Exercise aim: Reproduce word for word the lines of the data between the one holding "on the tank" and the one holding "x=128, y=116", inclusive.

## START Material provided

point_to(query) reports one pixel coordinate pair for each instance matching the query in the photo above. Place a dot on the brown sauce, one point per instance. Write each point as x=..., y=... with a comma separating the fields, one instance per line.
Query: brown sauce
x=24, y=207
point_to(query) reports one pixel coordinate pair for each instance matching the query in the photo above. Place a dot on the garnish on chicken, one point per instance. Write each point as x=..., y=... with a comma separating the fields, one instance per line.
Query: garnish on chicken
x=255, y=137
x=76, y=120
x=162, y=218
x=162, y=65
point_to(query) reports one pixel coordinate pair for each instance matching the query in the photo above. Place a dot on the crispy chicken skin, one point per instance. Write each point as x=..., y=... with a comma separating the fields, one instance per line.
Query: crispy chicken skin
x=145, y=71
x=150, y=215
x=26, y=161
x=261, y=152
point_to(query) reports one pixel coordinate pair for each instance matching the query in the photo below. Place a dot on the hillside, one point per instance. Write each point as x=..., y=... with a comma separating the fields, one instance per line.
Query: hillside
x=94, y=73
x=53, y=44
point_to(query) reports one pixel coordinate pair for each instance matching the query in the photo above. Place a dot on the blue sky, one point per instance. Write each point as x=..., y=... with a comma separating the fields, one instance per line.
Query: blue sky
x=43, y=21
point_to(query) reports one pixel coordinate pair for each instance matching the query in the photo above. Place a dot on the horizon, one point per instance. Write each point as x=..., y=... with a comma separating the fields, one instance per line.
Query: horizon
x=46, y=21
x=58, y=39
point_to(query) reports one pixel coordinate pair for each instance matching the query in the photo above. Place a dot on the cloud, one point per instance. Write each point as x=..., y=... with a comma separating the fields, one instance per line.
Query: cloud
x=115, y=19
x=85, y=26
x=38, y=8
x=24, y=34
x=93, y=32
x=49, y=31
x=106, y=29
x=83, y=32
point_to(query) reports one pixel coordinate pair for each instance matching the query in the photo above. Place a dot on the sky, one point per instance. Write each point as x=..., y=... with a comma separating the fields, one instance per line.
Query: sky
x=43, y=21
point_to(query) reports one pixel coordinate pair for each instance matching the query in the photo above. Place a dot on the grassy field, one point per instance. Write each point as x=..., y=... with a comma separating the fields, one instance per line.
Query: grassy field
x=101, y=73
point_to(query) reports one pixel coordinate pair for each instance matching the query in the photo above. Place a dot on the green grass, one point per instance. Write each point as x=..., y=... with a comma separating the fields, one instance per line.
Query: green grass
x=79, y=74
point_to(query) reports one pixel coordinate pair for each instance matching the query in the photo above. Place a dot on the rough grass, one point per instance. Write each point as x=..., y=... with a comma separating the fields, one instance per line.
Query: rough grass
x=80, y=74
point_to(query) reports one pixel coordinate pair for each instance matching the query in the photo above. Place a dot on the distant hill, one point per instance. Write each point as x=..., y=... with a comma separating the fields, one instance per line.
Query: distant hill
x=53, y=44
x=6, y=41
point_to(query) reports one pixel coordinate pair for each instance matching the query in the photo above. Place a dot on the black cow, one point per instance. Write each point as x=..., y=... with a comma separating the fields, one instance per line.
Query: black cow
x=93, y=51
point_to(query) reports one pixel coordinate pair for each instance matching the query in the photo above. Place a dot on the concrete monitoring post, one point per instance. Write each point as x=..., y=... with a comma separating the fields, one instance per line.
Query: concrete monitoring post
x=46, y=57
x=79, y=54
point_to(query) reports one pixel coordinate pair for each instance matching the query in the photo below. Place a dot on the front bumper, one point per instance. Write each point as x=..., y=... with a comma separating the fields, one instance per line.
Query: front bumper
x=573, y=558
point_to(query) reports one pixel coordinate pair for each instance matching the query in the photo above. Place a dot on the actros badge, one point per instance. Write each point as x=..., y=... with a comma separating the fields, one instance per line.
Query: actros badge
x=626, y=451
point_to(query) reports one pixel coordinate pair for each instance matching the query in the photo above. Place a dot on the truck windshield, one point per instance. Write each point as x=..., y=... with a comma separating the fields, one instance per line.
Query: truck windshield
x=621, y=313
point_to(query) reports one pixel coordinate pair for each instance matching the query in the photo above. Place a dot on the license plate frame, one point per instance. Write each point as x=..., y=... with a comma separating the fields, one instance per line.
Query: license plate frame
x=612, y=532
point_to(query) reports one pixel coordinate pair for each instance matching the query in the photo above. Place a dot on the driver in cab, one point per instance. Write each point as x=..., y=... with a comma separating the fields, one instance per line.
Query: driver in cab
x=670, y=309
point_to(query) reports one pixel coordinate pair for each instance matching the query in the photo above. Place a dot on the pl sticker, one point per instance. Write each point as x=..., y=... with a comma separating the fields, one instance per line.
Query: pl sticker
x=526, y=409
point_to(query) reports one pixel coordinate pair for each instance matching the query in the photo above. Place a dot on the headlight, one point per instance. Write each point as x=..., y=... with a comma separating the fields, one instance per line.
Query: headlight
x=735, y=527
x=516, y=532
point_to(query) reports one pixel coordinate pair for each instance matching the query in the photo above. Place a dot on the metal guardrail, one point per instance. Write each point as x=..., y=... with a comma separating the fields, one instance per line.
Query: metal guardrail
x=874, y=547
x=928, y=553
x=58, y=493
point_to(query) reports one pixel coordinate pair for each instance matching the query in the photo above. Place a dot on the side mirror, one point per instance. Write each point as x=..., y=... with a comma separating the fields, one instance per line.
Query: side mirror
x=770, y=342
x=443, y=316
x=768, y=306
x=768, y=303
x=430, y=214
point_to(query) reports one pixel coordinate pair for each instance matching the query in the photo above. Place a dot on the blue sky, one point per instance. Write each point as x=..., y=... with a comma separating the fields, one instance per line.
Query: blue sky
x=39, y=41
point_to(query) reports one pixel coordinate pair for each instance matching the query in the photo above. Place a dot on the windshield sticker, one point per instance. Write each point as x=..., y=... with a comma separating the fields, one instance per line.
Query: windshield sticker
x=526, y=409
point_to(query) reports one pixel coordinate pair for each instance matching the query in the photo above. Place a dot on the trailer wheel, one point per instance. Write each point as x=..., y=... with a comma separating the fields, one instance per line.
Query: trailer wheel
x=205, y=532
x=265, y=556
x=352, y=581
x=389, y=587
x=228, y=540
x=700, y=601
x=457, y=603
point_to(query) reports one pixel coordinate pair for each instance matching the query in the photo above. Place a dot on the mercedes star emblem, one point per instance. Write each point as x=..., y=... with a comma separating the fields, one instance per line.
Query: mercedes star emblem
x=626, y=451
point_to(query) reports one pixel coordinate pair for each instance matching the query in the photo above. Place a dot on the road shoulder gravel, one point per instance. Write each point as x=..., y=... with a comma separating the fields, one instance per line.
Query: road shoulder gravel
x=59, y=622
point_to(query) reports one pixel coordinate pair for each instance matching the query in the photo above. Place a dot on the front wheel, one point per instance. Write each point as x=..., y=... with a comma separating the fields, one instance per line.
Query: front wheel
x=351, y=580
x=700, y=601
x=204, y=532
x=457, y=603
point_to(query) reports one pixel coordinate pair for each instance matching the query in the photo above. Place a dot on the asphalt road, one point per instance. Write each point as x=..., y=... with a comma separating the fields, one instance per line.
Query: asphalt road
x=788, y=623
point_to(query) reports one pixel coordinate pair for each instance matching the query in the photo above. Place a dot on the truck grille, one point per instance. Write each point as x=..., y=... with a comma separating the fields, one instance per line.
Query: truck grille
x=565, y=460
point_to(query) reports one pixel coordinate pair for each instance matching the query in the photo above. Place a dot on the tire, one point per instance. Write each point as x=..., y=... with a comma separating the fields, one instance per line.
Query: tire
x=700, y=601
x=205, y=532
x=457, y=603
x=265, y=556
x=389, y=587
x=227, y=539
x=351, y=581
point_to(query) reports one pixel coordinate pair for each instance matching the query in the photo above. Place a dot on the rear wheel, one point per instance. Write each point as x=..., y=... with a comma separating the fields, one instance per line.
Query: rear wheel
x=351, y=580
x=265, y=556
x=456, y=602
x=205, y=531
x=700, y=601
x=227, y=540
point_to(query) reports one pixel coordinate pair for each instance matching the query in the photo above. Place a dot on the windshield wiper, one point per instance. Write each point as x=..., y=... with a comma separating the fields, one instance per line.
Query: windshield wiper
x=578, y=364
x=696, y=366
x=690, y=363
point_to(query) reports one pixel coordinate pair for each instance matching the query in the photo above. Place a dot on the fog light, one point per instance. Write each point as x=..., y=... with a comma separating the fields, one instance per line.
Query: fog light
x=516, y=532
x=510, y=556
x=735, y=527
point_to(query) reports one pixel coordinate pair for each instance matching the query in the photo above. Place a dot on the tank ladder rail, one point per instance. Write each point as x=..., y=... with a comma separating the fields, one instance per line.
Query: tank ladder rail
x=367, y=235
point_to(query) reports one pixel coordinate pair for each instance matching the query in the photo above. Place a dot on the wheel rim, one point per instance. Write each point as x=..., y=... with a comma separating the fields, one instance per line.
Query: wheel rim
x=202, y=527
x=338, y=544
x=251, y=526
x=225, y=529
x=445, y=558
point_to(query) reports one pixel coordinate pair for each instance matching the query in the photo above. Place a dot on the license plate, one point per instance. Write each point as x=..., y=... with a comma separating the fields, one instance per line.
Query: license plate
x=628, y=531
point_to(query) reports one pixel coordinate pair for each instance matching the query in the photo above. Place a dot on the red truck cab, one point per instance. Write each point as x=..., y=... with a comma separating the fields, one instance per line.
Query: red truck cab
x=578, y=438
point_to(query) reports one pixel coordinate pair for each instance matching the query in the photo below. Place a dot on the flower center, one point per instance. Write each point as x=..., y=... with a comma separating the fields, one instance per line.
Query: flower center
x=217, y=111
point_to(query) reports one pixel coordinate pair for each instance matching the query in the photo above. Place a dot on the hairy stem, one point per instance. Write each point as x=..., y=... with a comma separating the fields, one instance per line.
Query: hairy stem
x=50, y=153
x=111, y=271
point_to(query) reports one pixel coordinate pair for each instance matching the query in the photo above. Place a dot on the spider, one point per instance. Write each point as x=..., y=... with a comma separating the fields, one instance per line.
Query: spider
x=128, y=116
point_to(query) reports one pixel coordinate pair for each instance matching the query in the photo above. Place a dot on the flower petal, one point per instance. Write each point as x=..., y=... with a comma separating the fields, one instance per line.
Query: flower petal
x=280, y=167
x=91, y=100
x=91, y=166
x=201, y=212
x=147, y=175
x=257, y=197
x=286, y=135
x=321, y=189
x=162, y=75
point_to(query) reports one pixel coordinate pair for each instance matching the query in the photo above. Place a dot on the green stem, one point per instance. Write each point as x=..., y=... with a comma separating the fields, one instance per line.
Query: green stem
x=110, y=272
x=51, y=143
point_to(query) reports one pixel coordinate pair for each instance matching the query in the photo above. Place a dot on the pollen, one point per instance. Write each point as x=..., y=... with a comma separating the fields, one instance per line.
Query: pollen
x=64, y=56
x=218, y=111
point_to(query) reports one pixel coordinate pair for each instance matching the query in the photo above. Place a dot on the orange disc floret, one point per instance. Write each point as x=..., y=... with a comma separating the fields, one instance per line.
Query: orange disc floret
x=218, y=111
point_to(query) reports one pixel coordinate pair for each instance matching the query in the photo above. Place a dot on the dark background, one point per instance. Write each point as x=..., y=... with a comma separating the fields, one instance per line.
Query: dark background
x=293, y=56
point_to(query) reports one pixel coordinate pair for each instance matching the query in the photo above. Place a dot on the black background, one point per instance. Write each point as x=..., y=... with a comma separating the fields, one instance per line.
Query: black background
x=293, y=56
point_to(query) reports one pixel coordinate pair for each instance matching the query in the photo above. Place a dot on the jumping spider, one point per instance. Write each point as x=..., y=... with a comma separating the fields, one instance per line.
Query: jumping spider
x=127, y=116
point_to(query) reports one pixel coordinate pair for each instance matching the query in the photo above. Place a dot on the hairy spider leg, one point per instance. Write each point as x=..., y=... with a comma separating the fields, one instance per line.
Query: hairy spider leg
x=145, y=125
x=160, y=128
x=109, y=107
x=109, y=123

## END Material provided

Solution to the exercise:
point_to(query) reports one pixel coordinate pair for each instance matching the query in the photo above. Place a dot on the tank ladder rail, one point per instance. Write each point as x=..., y=... with a comma separating the fields, one instance per line.
Query: tank ladder rail
x=367, y=235
point_to(query) reports one pixel coordinate pair for each instance matching the query in the photo above. Place a dot on the wheel rim, one point per instance. Write each point as x=..., y=... with a comma separating the fields, one instance per line.
Query: wheel rim
x=202, y=527
x=338, y=544
x=251, y=526
x=225, y=529
x=445, y=558
point_to(query) reports one pixel coordinate pair for each instance matching the query in the photo above. Place a dot on the license plate, one point per instance. Write each point as x=..., y=... with a comma separating the fields, one instance per line.
Query: license plate
x=628, y=531
point_to(query) reports one pixel coordinate pair for each instance matching the query in the photo above. Place a dot on the red truck cab, one point per instance. Write each point as x=..., y=... with a comma separating the fields, one instance per line.
Query: red truck cab
x=578, y=438
point_to(query) reports one pixel coordinate pair for each instance matching the query in the photo below. Place a dot on the flower center, one point per instance. Write each point as x=..., y=... with a comma separating the fields, one instance per line.
Query: flower center
x=217, y=111
point_to(query) reports one pixel coordinate pair for each instance matching the query in the photo above. Place a dot on the hairy stem, one point per instance. Write each point as x=..., y=... with a comma separating the fields, one instance per line.
Query: hairy stem
x=50, y=153
x=111, y=271
point_to(query) reports one pixel coordinate pair for each instance matching the query in the photo above. Place a dot on the spider, one point per instance. Write each point as x=..., y=... with a comma separating the fields, one instance per line.
Query: spider
x=128, y=116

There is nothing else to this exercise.